# Task to complete
Scan the records for "white". Report each line that includes it.

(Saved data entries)
◆ ◆ ◆
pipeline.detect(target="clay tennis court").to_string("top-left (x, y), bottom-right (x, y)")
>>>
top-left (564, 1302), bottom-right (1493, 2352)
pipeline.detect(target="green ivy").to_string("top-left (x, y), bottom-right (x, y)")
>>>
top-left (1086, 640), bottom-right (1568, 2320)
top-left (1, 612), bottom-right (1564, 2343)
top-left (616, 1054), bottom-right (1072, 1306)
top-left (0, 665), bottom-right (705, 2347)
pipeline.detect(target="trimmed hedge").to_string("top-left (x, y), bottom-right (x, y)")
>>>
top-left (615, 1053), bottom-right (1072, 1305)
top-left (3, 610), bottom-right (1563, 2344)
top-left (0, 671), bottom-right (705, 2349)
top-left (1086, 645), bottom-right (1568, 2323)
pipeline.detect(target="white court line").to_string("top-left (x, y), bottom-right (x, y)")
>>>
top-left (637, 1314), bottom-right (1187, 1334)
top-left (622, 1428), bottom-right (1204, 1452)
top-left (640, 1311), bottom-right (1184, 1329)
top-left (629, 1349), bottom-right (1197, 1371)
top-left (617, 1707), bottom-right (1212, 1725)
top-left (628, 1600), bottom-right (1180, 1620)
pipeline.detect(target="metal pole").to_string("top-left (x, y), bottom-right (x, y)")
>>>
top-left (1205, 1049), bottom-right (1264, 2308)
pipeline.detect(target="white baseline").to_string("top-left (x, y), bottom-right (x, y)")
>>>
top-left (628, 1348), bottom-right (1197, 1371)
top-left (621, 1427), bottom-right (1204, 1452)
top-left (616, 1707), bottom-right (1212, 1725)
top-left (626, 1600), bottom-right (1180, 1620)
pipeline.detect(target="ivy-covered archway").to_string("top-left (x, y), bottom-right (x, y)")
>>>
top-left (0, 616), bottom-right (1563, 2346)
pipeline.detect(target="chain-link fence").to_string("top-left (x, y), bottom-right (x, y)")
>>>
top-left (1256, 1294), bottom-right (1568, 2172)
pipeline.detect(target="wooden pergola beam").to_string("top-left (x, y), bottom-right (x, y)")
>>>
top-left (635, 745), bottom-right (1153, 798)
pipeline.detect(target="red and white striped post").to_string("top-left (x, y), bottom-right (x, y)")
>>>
◆ ◆ ◆
# Written response
pipeline.detect(target="white court line").to_string("top-left (x, y), bottom-right (x, y)")
pipeline.detect(target="white baseline").to_string("top-left (x, y), bottom-right (x, y)")
pipeline.detect(target="red and white striped post").to_string("top-left (x, y), bottom-right (x, y)")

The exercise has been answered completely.